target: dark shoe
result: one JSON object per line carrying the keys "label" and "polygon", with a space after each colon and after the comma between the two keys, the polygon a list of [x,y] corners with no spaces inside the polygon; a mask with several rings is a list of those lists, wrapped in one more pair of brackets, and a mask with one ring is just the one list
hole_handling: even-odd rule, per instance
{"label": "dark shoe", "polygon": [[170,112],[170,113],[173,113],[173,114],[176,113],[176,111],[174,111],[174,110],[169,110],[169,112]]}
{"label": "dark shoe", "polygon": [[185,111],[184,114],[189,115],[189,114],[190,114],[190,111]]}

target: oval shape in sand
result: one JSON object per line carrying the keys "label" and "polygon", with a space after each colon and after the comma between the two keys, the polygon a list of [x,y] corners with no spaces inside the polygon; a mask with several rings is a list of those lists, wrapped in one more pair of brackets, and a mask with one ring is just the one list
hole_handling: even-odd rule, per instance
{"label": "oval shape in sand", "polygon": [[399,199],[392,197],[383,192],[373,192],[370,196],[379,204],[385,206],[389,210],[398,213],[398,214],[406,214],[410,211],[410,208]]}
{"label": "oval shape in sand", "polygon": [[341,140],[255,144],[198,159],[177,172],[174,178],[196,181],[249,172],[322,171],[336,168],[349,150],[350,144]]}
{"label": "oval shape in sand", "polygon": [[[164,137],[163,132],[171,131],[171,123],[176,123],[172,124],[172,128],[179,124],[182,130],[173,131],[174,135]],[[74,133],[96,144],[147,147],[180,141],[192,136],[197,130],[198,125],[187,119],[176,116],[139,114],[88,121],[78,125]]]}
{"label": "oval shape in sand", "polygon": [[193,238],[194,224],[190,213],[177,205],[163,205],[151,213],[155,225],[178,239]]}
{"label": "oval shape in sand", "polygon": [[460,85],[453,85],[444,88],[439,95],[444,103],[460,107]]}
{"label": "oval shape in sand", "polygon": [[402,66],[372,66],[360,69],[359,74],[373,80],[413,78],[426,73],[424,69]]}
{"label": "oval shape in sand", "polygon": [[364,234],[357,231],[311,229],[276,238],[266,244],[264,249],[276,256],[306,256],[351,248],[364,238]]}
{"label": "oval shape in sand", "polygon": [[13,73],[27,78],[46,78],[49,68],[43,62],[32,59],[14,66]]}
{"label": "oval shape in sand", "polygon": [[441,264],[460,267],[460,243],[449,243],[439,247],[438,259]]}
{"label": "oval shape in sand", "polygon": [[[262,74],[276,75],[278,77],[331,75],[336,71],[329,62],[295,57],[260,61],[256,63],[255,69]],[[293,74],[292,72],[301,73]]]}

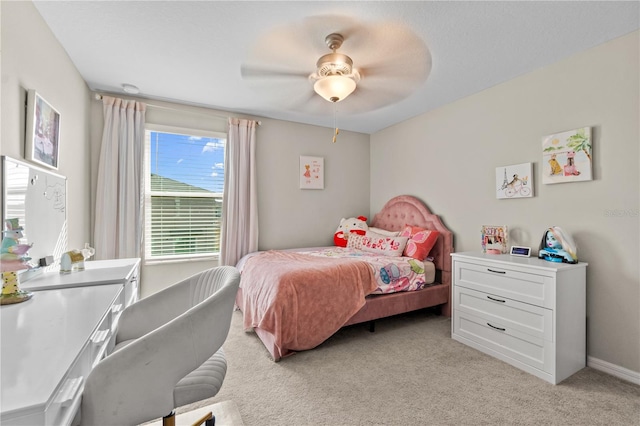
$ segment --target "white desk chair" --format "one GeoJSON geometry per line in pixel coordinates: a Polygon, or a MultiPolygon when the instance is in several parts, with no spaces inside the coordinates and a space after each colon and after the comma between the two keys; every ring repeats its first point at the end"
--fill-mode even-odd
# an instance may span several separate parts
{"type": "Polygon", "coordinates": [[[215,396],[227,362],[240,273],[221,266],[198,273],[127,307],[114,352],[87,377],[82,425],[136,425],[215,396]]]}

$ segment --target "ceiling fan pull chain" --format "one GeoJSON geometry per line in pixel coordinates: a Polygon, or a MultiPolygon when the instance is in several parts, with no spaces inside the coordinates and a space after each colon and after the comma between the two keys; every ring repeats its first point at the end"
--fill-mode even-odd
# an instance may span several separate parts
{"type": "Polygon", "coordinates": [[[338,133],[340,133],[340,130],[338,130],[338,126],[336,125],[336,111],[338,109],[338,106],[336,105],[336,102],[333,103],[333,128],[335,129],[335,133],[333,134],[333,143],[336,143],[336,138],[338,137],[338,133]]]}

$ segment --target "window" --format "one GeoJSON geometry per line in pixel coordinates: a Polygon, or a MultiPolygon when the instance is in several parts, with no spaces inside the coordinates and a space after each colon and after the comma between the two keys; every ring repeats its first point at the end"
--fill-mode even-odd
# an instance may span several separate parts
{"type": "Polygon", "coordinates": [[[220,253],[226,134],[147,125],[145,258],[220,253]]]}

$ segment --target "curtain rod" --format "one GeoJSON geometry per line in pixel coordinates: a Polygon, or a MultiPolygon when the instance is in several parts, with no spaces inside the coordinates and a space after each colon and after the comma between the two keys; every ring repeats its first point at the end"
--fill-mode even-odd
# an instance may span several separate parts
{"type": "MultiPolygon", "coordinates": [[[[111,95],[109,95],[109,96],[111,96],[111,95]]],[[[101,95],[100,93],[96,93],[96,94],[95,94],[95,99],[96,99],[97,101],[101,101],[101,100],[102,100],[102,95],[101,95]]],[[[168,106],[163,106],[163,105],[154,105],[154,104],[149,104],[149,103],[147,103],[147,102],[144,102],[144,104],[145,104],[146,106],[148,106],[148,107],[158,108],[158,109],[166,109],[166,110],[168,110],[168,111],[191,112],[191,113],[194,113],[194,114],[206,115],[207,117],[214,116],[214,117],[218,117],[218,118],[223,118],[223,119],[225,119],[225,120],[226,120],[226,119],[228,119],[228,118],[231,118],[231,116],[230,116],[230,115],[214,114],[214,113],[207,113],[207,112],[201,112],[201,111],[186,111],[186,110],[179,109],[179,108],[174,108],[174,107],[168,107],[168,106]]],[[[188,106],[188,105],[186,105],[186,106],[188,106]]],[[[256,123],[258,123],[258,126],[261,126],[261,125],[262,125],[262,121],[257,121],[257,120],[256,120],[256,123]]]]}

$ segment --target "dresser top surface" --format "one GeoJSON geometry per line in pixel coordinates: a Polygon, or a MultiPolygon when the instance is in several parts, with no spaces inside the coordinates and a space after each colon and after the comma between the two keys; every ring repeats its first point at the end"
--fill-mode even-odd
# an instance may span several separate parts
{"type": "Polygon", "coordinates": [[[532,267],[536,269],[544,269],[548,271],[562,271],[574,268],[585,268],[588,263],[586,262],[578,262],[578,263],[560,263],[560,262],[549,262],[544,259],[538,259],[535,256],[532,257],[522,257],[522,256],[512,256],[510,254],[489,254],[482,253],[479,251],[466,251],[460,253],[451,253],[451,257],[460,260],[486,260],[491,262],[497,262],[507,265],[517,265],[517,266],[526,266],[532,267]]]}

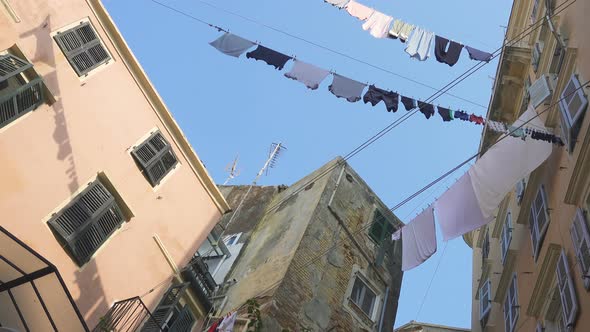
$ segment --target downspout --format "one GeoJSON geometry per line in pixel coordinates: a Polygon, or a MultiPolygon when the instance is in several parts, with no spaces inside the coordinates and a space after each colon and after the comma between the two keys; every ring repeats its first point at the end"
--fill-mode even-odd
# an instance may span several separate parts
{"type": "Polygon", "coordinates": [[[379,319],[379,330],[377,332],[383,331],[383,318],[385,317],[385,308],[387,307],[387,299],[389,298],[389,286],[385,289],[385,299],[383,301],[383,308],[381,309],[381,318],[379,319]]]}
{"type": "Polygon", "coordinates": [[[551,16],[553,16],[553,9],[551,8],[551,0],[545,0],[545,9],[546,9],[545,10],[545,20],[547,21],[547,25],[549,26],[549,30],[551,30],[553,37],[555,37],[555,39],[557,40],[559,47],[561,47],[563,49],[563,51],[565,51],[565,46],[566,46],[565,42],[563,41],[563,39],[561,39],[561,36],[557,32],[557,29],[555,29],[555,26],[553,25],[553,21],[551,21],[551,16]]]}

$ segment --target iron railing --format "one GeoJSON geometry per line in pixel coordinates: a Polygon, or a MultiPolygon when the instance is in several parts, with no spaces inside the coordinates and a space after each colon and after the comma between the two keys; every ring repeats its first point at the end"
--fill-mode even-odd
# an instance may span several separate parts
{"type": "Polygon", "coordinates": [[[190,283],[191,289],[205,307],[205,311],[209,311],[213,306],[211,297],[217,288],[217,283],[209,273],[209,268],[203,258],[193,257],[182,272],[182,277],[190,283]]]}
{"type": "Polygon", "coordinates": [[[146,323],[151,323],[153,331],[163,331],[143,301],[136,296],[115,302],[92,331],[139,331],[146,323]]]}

....

Action item ▸ Each line from the top of the entries above through the line containing "target: oval shape in sand" must be transcribed exactly, and no other line may appear.

Task output ▸
target: dark shoe
result: one JSON object per line carrying the keys "label" and "polygon", with a space after each colon and after the comma between the two keys, the polygon a list of [x,y] corners with no spaces inside the polygon; a mask with several rings is a list of those lists, wrapped in one more pair of brackets, and a mask with one ring is just the one list
hole_handling: even-odd rule, per instance
{"label": "dark shoe", "polygon": [[170,112],[170,113],[173,113],[173,114],[176,113],[176,111],[174,111],[174,110],[169,110],[169,112]]}
{"label": "dark shoe", "polygon": [[185,111],[184,114],[189,115],[189,114],[190,114],[190,111]]}

target: oval shape in sand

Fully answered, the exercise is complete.